Below is a text about Rudy Giuliani and New York's firefighter unions. For each statement, answer yes or no on whether it agrees with that text, and quote the words that decide it: (a) New York City has 11,000 firefighters. (b) Martin Steadman speaks for the Uniformed Fire Officers Association. (c) Giuliani entered the race for the Democratic presidential nomination.

TEXT SEGMENT »
------------------------------
It's been nearly six years since the 9/11 attacks and six months since former New York Mayor Rudy Giuliani has decided to grace the race for the Republican presidential nomination with his presence. Now unions representing New York's Bravest are popping a tough question.
What on Earth did this man do on 9/11 and in its aftermath that was so breathtakingly heroic?
More accurately, they are campaigning to expose how Giuliani short-changed and endangered the city's 11,000 firefighters over the course of two terms, and then went on to exploit their heroism during and after the 9/11 attacks for his own political advantage.
Martin Steadman, a spokesperson for New York's Uniformed Fire Officers Association (UFOA), explains that the New York City Fire Department issued a report on communication devices after the 1993 World Trade Center bombing showed that the department's hand-held radio devices were wholly inadequate.
------------------------------
GIVEN RECORDS »

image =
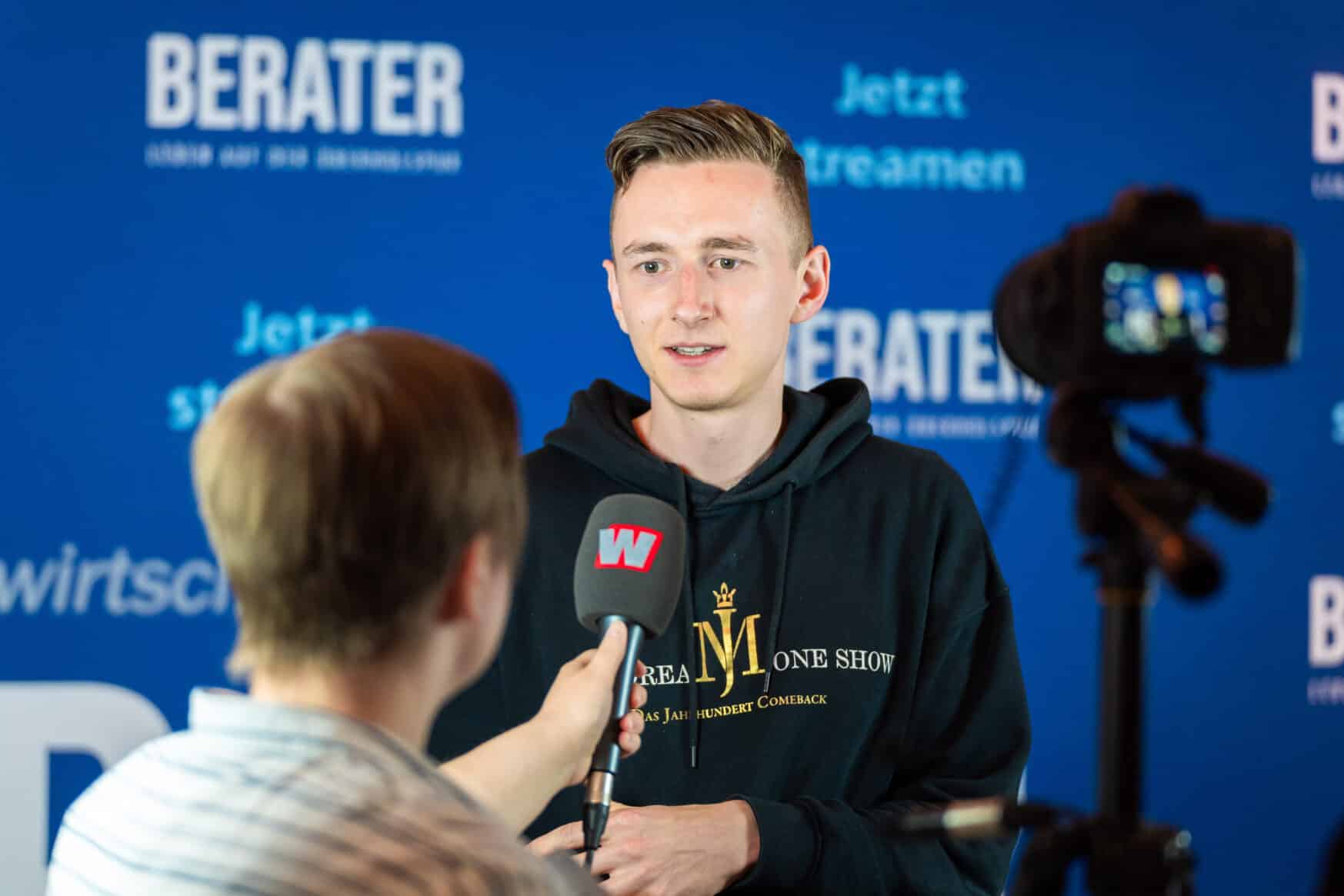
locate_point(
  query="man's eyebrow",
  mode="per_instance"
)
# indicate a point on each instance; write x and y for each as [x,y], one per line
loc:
------------------------------
RESULT »
(a) Yes: "the city's 11,000 firefighters"
(b) Yes: "Martin Steadman, a spokesperson for New York's Uniformed Fire Officers Association (UFOA)"
(c) No: "the race for the Republican presidential nomination"